*DOKUMEN SUMBER*.
Weber dalam Harbani Pasolong ( 2007 : 72 ), menyusun karakteristik birokrasi menjadi 7, sebagai berikut:
1.      Spesialisasi pekerjaan , yaitu semua pekerjaan dilakukan dalam kesederhanaan,rutinitas ,dan mendefinisikan tugas dengan baik.
2.      Hierarki kewenangan yang jelas, yaitu sebuah struktur multi tingkat yang formal,dengan posisi hierarki atau jabatan, yang memastikan bahwa setiap jabatan yang lebih rendah berada dibawah supervise dan control dari yang lebih tinggi.
3.      Formalisasi yang tinggi , yaitu semua anggota organisasi diseleksi dalam basis kualifikasi yang didimonstrasikan dengan pelatiah, pendidikan, atau latihan formal.
4.      Pengambilan keputusan mengenai penempatan pegawai yang didasrkan atas kemampuan, yaitu pengambilan keputusan tentang seleksi dan promosi didasarkan atas kualifikasi teknik ,kemampuan dan prestasi para calon.
5.      Bersifat tidak pribadi ( impersonalitas ), yaitu sanksi – sanksi diterapak secara seragam dan tanpa perasaan pribadi untuk menghindari keterlibatan denga kepribadian individual dan preferensi pribadi para anggota.
6.      Jejak karier bagi para pegawai, yaitu para pegawai diharapkan mengejar karier dalam organisasi. Sebagai imbalan atas komitmen terhadap karier tersebut, para pegawai mempunyai masa jabatan, artinya mereka akan dipertahankan meskipun mereka kehabisan tenaga atau jika kepandaiannya tidak terpakai lagi.
7.      Kehidupan organisasi yang dipisahkan dengan jelas dari kehidupan pribadi , yaitu pejabat tidak bebas menggunakan jabatan nya untuk keperluan pribadinya termasuk keluarganya.
  
Konsep birokrasi weber dalam R Soegiatno Tjakranegara (1992:8) dapat dirangkum kan didalam jenis definisi ini : dengan birokrasi yang dimaksud adalah suatu badan administrative tentang pejabat yang diangkat.
Pejabat memiliki ciri yang membedakannya dengan pekerja : ialah memilki otoritas . sesuai dengan teori nya bahwa keyakinan dalam legitimasi adalah dasar bagi semua system otoritas. Ia mulai dengan mengemukakan lima keyakinan yang berkaitan padanya otoritas yang sah tergantung pada:
1)      Bahwa dengan ditegakkan nya peraturan (kode) yang sah maka dapat menuntut kepatuhan daripada anggota organisasi tersebut.
2)      Bahwa hokum merupakan suatu system aturan- aturan abstrak yang diterapkan pada kasus – kasus tertentu,sedangkan administrasi mengurus kepentingan- kepentingan organisasiyang ada batas- batas hokum.
3)      Bahwa manusia yang menjalankan otoritas juga mematuhi tatanan impersonal tersebut.
4)      Bahwa qua memberi(anggota yang taat)yang benar- benar mematuhi hokum.
5)      Bahwa kepatuhan itu seharusnya tidak kepada person yang menjaminnya untuk menduduki jabatan itu.

*DATA YANG DIBERIKAN*.
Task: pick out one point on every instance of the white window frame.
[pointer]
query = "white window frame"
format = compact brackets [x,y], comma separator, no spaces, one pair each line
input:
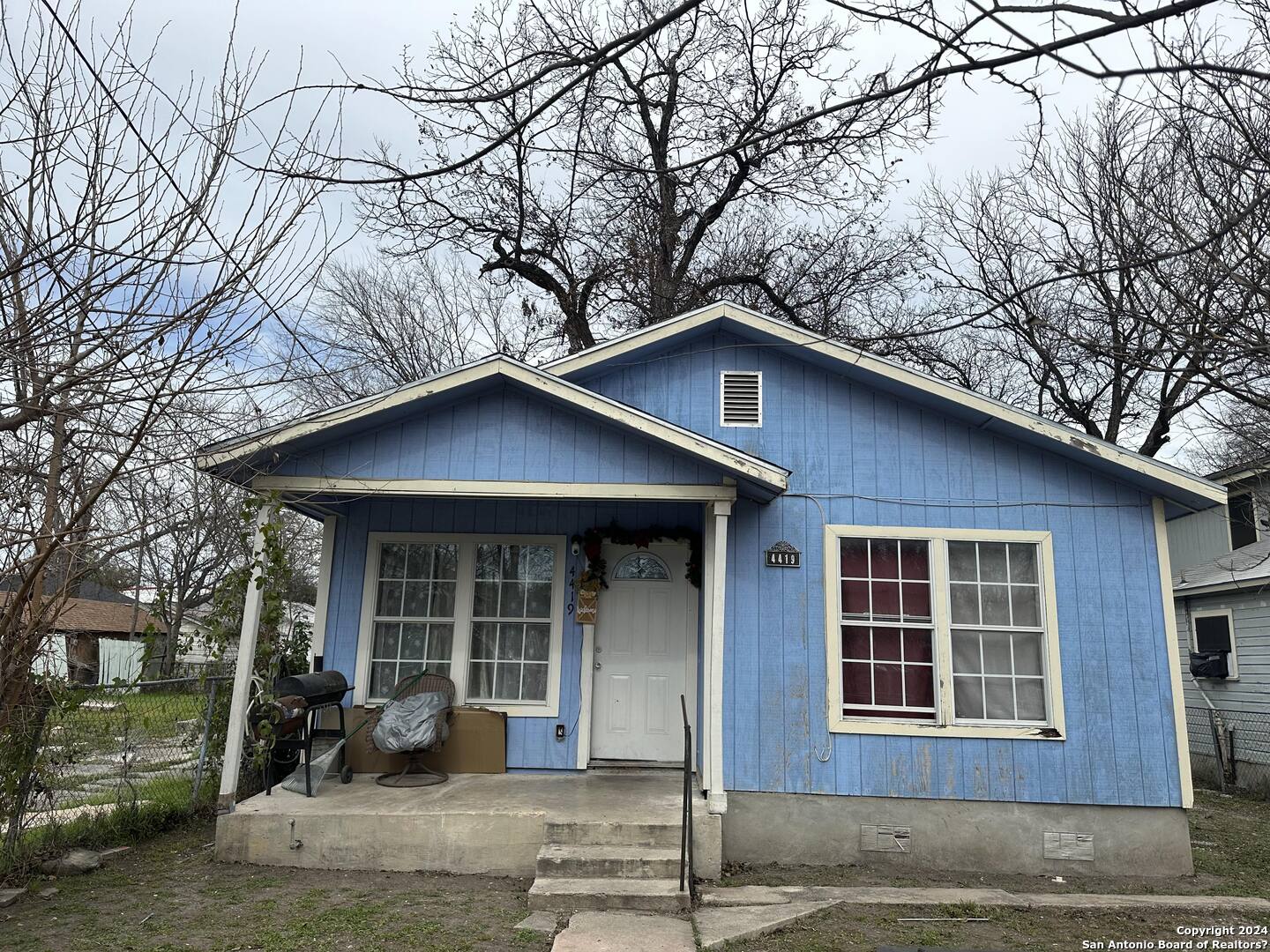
[1232,660]
[723,377]
[945,724]
[464,593]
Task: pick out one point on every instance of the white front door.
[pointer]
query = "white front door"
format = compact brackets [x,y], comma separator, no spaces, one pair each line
[646,655]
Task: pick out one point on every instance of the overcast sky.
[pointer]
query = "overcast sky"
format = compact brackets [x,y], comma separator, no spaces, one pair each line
[981,124]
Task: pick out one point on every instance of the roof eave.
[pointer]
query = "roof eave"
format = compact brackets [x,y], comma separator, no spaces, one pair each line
[1185,489]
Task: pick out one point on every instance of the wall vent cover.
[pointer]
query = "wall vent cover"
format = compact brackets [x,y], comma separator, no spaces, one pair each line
[885,839]
[741,398]
[1068,845]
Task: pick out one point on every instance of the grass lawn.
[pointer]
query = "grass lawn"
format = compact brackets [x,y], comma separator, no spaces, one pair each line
[169,894]
[863,928]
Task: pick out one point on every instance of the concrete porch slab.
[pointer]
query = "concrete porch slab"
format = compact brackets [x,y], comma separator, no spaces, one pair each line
[625,932]
[473,824]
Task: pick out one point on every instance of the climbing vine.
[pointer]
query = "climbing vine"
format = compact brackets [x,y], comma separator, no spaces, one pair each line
[594,539]
[276,652]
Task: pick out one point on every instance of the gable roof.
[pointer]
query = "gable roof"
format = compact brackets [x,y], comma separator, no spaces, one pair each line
[1186,490]
[240,457]
[1246,568]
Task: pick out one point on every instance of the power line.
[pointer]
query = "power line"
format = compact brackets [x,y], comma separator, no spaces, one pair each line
[172,179]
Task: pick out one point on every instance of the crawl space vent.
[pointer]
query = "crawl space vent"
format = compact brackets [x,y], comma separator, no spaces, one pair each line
[741,398]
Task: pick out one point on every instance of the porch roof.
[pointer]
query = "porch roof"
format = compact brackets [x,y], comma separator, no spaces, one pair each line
[254,458]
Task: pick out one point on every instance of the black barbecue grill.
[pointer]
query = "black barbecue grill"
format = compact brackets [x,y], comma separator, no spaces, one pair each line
[300,703]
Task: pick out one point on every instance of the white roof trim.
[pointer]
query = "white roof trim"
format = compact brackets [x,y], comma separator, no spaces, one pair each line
[761,471]
[1109,452]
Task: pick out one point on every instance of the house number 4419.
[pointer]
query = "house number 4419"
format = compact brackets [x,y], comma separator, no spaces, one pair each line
[782,555]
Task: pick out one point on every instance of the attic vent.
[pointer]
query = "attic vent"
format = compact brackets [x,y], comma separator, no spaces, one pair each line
[741,398]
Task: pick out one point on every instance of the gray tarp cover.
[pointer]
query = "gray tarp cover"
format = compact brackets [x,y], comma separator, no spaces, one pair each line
[412,723]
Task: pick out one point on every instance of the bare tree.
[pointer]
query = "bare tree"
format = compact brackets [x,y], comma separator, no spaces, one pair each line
[1065,274]
[138,267]
[381,323]
[603,206]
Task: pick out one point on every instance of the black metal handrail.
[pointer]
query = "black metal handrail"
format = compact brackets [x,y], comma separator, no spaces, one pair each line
[686,818]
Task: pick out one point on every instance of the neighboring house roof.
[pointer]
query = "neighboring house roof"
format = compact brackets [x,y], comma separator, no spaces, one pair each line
[92,616]
[236,458]
[1159,478]
[1246,568]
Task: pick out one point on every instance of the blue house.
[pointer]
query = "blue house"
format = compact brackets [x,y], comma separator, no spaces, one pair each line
[911,623]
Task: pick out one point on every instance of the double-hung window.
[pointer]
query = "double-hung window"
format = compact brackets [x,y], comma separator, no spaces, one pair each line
[946,631]
[487,612]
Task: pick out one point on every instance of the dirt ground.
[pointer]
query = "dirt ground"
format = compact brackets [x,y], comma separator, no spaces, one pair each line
[169,895]
[848,928]
[1229,844]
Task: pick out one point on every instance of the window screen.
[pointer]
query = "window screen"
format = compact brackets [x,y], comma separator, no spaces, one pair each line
[888,663]
[1244,525]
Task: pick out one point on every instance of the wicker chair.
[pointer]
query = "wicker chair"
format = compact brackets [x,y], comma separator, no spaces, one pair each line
[415,773]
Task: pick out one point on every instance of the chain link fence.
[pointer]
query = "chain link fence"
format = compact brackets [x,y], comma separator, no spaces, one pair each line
[112,762]
[1229,749]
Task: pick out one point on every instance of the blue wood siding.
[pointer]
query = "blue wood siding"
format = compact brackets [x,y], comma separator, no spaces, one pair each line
[877,461]
[502,435]
[530,740]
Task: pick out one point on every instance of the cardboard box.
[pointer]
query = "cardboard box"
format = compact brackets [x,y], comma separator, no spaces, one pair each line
[476,744]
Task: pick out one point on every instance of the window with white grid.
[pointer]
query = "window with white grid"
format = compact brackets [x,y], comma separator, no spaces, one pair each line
[947,628]
[415,612]
[998,672]
[485,611]
[888,661]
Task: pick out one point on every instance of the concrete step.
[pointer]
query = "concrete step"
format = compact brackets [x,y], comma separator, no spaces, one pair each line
[573,861]
[612,833]
[589,894]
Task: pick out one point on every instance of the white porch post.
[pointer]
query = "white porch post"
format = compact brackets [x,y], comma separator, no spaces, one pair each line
[243,671]
[328,548]
[714,579]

*YANG PERLU DIKERJAKAN*. Rangkumlah teks tentang birokrasi dalam dua kalimat. Baris-baris tersebut merupakan bahan tersendiri yang terpisah dari teks tentang birokrasi.

*PENYELESAIAN SOAL*. Menurut Weber dalam Harbani Pasolong (2007: 72), birokrasi memiliki tujuh karakteristik, yakni spesialisasi pekerjaan, hierarki kewenangan yang jelas, formalisasi yang tinggi, penempatan pegawai berdasarkan kemampuan, sifat tidak pribadi (impersonalitas), jejak karier bagi para pegawai, serta pemisahan kehidupan organisasi dari kehidupan pribadi. Dalam R Soegiatno Tjakranegara (1992: 8), birokrasi menurut Weber diartikan sebagai badan administratif tentang pejabat yang diangkat, yang dibedakan dari pekerja karena memiliki otoritas, sedangkan otoritas yang sah bergantung pada lima keyakinan yang berlandaskan legitimasi.